● **Task goal**: Give an exact copy of the data that follows.

(Referring expression pointing data)

____

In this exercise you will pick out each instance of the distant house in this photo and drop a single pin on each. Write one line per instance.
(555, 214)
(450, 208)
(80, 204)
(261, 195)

____

● **Output below**:
In this exercise you will pick out each instance of the distant house in this photo and drop a single pin on each. Write one line per instance.
(555, 214)
(450, 208)
(80, 204)
(261, 195)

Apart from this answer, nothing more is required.